── Input

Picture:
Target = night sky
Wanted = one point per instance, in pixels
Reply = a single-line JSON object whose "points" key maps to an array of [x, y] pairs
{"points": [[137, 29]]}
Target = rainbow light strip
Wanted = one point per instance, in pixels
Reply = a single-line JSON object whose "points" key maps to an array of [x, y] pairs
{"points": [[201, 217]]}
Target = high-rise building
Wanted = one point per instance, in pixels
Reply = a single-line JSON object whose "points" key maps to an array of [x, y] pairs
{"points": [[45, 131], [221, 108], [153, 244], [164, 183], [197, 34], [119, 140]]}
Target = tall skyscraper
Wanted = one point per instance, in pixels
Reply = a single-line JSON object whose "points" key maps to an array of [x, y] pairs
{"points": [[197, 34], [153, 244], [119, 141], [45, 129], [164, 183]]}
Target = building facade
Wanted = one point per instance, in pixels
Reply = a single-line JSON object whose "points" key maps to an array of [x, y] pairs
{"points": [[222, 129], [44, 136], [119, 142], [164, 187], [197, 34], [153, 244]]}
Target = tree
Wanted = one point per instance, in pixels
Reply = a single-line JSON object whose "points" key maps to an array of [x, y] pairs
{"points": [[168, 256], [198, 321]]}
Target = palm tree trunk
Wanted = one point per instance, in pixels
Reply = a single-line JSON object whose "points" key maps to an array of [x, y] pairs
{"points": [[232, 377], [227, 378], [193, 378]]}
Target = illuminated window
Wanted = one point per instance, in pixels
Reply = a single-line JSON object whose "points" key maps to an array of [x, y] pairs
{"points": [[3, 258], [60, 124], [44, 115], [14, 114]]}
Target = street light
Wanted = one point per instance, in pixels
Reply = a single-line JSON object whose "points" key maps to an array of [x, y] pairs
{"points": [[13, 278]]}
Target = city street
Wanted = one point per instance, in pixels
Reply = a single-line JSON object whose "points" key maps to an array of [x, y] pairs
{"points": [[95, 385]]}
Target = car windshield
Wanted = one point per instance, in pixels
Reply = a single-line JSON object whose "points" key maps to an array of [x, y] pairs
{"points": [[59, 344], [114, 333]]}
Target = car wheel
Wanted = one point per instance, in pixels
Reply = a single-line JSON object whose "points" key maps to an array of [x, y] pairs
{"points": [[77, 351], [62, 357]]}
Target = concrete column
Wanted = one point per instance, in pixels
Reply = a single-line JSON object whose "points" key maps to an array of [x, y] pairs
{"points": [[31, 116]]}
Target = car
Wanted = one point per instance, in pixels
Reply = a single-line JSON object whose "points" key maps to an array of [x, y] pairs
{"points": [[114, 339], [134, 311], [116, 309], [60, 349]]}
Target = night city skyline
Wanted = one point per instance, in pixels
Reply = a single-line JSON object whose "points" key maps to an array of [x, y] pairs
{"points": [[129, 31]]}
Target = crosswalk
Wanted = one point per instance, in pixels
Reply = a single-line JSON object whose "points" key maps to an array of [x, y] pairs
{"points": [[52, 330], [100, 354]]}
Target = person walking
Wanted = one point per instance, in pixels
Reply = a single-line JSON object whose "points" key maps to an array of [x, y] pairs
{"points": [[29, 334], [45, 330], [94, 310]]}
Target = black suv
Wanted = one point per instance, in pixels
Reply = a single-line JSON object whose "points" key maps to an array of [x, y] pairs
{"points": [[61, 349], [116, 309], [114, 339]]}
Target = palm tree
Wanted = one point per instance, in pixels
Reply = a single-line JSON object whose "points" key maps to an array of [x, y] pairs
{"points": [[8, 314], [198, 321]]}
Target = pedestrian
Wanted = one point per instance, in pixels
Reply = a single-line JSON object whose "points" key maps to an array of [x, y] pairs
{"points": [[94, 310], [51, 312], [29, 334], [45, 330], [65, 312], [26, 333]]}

────

Activity |
Nothing but the lines from the start of the data above through the line with "Target = building facade" should appear in your answer, copied exactly.

Result |
Picture:
Target = night sky
Wanted = one point per instance, in pixels
Reply = a single-line JSON object whose "points" key maps to an array of [x, y] pairs
{"points": [[137, 29]]}
Target = rainbow light strip
Wanted = one point per instance, in pixels
Reply = a single-line JSON object whose "points" key maps to an array of [x, y] pairs
{"points": [[201, 217]]}
Target = high-rise building
Wanted = one point per instance, in pixels
Reply = a single-line JSON object whose "points" key maps to an array of [x, y] pairs
{"points": [[45, 131], [221, 108], [153, 244], [164, 183], [197, 34], [119, 140]]}
Target = tall skyscraper
Wanted = one point per instance, in pixels
Reply = a single-line JSON object whose "points" key maps to an array of [x, y] pairs
{"points": [[197, 34], [153, 244], [119, 141], [45, 129], [164, 183]]}
Target = building facade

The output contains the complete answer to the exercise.